Stored data entries
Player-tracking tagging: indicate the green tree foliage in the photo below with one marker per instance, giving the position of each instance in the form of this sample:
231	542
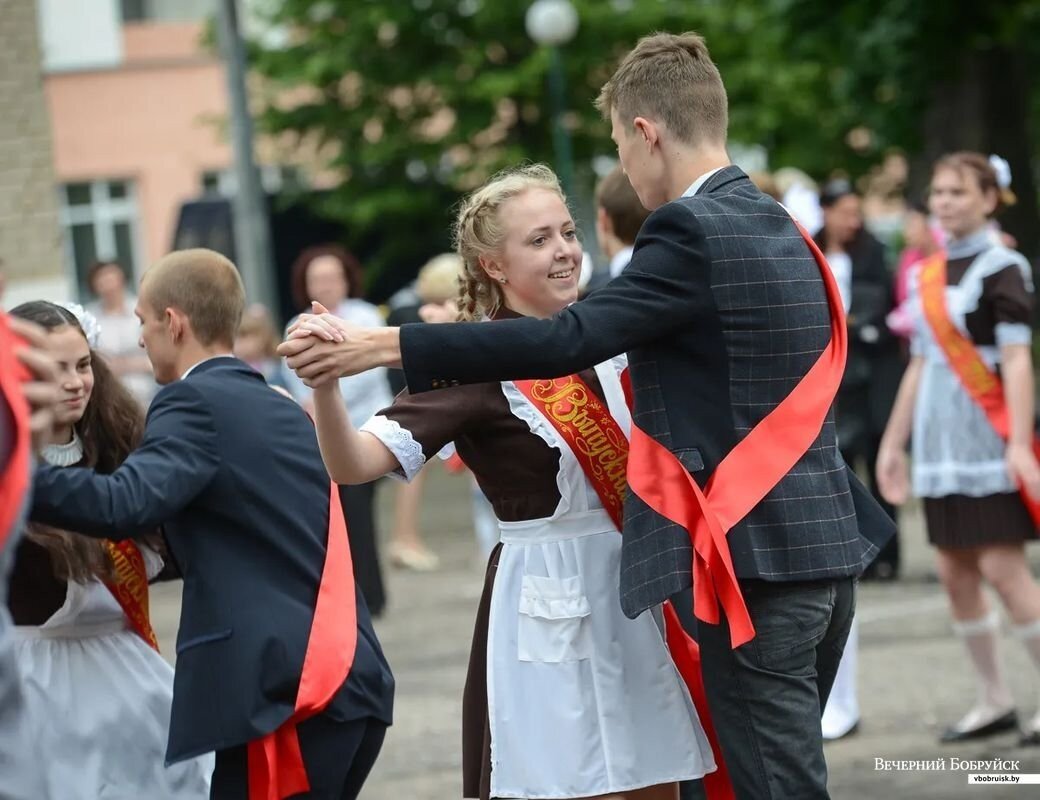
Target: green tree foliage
419	100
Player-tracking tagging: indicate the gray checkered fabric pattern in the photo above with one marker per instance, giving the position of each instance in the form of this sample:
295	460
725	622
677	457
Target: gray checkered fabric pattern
775	323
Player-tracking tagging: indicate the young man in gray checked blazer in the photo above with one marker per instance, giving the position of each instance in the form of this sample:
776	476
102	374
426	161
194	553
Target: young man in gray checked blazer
722	311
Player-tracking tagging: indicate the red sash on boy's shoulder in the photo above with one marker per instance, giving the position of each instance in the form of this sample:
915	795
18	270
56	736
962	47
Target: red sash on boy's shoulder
745	476
276	764
982	384
129	587
14	474
601	448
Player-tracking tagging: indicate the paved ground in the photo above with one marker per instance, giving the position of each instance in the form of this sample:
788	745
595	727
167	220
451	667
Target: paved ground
912	676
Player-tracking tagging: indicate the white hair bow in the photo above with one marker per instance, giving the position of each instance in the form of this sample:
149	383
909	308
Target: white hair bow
1003	170
89	324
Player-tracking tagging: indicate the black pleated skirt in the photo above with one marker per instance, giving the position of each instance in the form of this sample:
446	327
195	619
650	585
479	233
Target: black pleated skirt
475	724
961	521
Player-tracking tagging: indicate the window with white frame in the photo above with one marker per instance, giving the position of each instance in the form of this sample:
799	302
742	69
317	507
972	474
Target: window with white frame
99	220
166	10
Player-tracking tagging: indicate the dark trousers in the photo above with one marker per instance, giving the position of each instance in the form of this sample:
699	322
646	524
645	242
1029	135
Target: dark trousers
767	696
338	756
359	509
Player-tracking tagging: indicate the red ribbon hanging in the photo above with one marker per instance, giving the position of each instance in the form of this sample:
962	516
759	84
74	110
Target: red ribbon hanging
745	476
276	763
15	475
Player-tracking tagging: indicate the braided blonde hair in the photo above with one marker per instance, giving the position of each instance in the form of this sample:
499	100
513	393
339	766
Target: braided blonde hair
479	232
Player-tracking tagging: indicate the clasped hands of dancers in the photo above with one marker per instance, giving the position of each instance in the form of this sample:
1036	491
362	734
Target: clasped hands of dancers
701	645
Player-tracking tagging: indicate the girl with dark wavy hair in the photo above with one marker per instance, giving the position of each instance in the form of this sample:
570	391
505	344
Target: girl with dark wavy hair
97	690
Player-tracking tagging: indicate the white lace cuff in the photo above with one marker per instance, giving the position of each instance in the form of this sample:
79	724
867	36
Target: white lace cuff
400	442
1013	333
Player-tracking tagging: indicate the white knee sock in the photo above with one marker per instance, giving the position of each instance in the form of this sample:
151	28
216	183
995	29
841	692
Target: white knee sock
981	639
1029	634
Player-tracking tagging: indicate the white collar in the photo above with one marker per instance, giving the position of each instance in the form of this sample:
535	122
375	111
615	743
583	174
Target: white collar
208	358
63	455
696	185
620	260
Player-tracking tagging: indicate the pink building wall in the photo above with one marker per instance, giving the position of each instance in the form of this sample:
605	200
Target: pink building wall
156	120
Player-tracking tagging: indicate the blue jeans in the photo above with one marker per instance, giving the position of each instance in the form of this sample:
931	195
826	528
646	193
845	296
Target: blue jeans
767	696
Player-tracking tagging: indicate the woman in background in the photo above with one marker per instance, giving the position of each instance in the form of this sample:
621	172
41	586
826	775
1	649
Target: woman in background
972	311
329	275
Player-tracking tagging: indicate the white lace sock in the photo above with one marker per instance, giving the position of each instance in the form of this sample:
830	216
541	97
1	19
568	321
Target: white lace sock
1029	634
993	698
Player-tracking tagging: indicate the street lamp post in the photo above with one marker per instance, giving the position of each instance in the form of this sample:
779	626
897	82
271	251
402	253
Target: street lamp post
553	23
252	234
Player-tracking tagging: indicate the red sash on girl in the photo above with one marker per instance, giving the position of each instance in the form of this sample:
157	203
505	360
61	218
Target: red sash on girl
601	448
979	381
745	476
130	588
14	474
276	764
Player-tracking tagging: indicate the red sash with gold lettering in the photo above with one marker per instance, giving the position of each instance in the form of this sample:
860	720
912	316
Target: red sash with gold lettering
601	448
276	764
14	474
745	476
130	588
982	384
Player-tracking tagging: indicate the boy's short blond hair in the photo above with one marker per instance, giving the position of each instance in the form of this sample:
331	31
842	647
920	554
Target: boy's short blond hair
202	284
670	78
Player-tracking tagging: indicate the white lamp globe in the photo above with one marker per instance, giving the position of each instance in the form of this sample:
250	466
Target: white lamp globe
551	22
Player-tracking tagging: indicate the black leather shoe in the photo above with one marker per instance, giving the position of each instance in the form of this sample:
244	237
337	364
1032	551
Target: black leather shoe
999	725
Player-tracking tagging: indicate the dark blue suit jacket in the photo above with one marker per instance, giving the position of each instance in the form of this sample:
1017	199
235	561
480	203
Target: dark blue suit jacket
722	311
231	469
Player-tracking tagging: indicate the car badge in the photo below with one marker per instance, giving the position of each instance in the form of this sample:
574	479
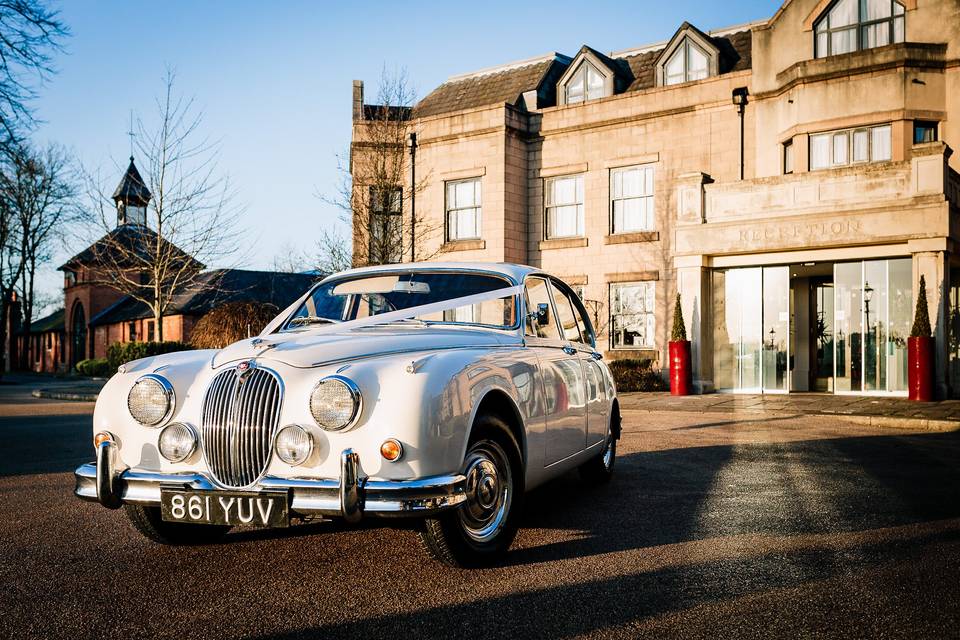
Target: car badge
244	369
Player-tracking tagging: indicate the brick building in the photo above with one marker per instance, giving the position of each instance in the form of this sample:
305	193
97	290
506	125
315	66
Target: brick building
792	178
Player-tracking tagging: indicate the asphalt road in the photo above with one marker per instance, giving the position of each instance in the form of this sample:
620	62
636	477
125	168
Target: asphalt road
714	528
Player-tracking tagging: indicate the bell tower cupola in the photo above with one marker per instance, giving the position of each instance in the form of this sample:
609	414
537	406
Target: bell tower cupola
131	198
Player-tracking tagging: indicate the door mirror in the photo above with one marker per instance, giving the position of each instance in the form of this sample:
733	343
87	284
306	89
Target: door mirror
543	314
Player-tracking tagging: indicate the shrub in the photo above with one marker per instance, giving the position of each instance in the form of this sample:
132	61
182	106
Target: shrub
921	319
636	374
98	367
231	322
122	352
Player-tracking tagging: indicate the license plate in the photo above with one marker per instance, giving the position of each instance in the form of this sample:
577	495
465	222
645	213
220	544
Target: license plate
267	509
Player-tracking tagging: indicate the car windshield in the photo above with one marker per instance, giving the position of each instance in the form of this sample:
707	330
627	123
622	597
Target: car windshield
372	294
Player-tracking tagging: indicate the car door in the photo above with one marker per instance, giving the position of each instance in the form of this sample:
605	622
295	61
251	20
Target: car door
584	340
561	374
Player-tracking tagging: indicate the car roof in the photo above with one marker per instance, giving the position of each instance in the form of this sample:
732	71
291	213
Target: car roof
513	272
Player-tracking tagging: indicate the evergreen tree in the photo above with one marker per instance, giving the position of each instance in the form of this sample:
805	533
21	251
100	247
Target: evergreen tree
921	320
679	331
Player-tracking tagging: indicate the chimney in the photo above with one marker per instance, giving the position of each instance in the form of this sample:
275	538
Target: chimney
358	99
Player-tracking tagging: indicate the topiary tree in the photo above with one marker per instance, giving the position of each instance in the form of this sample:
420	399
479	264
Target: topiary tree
231	322
679	331
921	319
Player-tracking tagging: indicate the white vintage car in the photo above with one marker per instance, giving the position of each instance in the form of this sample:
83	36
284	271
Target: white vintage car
440	391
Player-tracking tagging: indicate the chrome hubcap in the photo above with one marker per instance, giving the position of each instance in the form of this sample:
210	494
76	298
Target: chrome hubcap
489	491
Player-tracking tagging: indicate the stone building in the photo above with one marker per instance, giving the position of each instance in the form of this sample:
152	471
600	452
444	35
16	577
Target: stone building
792	178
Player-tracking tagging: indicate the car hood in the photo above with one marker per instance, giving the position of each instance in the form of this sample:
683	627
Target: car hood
309	348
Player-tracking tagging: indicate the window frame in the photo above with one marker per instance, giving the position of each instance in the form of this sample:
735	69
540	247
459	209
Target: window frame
477	206
859	26
548	204
849	149
651	206
652	340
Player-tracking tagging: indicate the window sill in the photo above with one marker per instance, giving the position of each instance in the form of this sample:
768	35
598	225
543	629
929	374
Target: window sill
463	245
636	236
563	243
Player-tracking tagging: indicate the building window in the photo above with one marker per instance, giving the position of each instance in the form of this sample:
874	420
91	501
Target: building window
463	209
924	131
689	62
564	206
851	25
851	146
631	199
585	84
632	316
386	226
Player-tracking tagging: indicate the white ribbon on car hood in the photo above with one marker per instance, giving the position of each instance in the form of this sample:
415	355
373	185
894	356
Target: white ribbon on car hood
263	340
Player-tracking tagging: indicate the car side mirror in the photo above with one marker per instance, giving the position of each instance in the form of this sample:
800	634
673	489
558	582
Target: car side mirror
543	314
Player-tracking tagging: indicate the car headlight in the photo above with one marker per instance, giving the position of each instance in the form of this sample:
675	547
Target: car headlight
177	442
294	445
151	400
335	403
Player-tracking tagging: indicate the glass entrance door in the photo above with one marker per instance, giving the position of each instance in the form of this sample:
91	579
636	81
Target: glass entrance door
752	329
872	320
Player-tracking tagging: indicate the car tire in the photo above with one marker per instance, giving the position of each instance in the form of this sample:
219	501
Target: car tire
147	520
479	532
599	469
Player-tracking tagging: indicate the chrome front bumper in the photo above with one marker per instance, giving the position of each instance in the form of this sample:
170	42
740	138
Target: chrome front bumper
351	496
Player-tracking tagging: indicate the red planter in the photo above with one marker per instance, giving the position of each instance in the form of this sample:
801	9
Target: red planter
680	373
920	365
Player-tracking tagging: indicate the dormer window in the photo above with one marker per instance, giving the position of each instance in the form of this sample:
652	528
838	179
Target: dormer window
852	25
689	62
585	84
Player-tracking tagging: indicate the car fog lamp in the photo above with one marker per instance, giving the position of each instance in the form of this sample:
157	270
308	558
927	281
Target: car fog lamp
150	400
391	450
335	403
294	445
177	442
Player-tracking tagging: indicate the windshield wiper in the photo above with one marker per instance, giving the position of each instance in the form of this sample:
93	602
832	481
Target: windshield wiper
296	322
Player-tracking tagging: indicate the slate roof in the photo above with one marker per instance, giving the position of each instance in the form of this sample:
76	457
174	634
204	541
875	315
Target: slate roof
633	73
215	288
129	238
132	187
52	322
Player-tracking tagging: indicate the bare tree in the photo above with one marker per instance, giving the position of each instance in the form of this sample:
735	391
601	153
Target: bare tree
189	218
40	189
377	189
29	33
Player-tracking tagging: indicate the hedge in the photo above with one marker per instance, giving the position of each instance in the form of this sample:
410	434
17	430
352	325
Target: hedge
636	374
98	367
122	352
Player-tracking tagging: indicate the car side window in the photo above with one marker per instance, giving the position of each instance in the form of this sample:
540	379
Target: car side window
568	321
538	293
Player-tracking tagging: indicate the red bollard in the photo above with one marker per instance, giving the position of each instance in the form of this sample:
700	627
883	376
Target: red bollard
920	368
680	373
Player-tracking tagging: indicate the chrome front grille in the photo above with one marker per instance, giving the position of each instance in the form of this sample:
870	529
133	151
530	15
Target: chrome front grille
241	414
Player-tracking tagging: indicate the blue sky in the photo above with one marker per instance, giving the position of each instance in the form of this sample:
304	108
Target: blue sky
274	79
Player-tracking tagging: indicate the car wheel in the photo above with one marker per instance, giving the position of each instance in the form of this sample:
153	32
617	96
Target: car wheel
147	520
480	531
599	469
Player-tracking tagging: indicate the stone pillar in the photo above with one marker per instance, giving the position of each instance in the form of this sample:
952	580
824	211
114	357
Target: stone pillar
933	266
693	283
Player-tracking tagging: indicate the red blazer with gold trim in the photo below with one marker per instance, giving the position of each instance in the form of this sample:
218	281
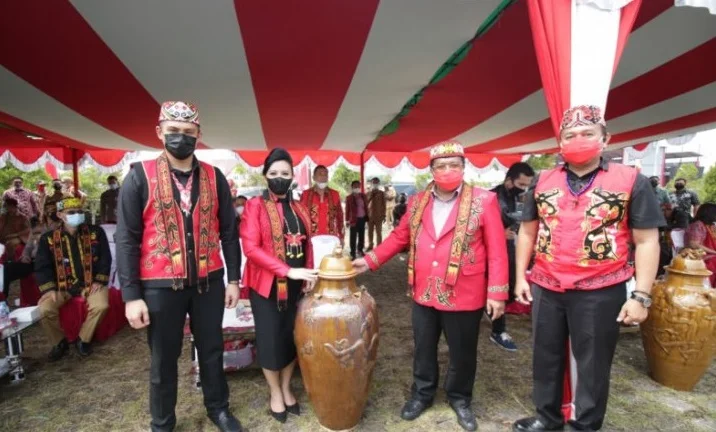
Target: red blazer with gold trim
483	270
262	266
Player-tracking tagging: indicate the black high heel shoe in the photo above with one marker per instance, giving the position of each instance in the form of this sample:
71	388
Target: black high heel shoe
279	417
294	409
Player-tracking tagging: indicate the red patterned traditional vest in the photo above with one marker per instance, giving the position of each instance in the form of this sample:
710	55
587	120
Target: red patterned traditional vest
163	251
583	242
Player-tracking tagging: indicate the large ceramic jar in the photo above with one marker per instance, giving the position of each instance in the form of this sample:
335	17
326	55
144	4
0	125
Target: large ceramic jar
680	334
337	339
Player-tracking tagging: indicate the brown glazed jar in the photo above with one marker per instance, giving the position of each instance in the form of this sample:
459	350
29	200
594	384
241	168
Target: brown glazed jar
336	337
679	335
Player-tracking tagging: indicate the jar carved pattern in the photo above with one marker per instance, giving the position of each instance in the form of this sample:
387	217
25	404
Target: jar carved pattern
679	336
336	336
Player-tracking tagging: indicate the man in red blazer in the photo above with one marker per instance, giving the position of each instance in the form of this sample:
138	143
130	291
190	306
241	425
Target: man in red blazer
457	268
324	205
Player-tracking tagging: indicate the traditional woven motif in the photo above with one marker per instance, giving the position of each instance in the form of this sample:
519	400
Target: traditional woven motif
179	111
582	115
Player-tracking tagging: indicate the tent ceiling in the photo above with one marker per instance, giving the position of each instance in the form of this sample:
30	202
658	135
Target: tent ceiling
330	76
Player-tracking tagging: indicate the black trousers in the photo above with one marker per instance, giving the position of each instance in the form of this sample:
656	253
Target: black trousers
167	314
588	320
461	330
357	232
500	324
13	271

What to work on:
Look through the entries above; copy each line where the string "below" appears.

Your solution:
Player-tracking tagging: indicate the green tree foliage in the photo below with one marker per instance, giving the position of each instance in the form of this sample:
Player-tracking tagging: indicate the car badge in the photo below with one marker per instance, giving the position of each instance in the form of this sample:
Player-tracking tagging: indicate the red blazer with gold trim in the photo below with one marker per instance, giving the position of each instance in the form of this sample:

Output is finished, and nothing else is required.